- [Problem requirements]
Beginning with the line that holds "Objective — indicate one point on every instance of the dark", set down each line of the data below through the very last, exactly as given, and nothing beyond that.

>> Begin Stored rows

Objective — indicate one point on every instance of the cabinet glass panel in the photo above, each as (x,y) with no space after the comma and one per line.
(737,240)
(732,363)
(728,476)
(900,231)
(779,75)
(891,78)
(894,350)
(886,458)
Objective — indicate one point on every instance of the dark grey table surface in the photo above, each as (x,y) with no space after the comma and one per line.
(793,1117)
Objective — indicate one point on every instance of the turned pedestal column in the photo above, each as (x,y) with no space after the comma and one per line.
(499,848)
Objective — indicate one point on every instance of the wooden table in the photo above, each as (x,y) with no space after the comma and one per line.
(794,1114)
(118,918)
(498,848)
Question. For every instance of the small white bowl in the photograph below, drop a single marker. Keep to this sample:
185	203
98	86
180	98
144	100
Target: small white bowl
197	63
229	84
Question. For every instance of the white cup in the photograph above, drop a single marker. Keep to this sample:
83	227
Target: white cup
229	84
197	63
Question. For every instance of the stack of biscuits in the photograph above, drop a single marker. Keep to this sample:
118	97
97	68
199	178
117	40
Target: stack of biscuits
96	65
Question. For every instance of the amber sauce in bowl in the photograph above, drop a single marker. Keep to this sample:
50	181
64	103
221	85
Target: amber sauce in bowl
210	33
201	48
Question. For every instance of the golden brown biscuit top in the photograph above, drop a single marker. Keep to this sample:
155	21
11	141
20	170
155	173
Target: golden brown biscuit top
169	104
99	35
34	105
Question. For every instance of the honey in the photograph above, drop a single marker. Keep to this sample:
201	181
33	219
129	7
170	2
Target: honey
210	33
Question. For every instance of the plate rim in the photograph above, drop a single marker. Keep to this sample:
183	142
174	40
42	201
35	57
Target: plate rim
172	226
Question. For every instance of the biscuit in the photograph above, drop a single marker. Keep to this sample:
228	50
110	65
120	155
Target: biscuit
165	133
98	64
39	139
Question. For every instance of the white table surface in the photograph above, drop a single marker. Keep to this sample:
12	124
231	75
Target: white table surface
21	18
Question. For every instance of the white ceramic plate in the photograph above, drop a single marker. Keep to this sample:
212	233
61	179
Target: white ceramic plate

>> End Stored rows

- [Exercise answer]
Objective — indicate one point on every instance of the dark grey table surface in the photo above, each as (x,y) with no space after the comma and one per line.
(793,1117)
Objective — indicate one point on every instance of the turned pedestal column in the photo above, each as (x,y) with no space after the comma and one per line.
(499,848)
Objective — indicate one point on every instance of the wooden table in the photo above, each as (x,y) with no space after the comma and one per line.
(794,1114)
(118,918)
(498,848)
Question. For every instance of the small white bowl in the photograph below, drop a single marker. Keep to this sample:
185	203
98	86
180	98
144	100
Target: small white bowl
197	63
229	84
Question. For every instance of the white cup in the photograph above, drop a single marker. Keep to this sample:
83	227
Target: white cup
229	84
197	63
Question. For every instance of the stack of biscuits in the photograph above, drop a single marker. Keep to this sample:
118	97
97	68
199	178
117	40
Target: stack of biscuits
96	65
Question. For every instance of the amber sauce in bowl in the photograph above, drop a single marker. Keep to this sample:
50	181
64	103
221	85
Target: amber sauce in bowl
210	33
201	48
Question. For every instance of the golden brown biscuit top in the photograph above, drop a single marker. Keep to this sample:
155	21
11	141
20	170
155	173
Target: golden brown biscuit top
169	104
99	35
34	105
Question. For every instance of the honey in the photograph above, drop a single marker. Keep to this sample:
201	181
33	219
129	7
170	2
Target: honey
210	33
Question. For every instance of the plate rim in the photograph above, drop a single marker. Keep to this sample:
183	142
174	40
42	201
35	57
Target: plate rim
172	226
Question. For every instance of the biscuit in the photograph above, drop a single marker. Keep to this sample:
228	50
110	65
120	155
Target: biscuit
165	133
98	64
39	139
Question. For every instance of the white table surface in the photograph above, drop a single marker. Keep to this sample:
12	124
231	75
Target: white table surface
21	18
Question. For every instance of the white ceramic plate in the photograph above, drop a single marker. Keep to this sample:
212	233
61	179
Target: white ceramic plate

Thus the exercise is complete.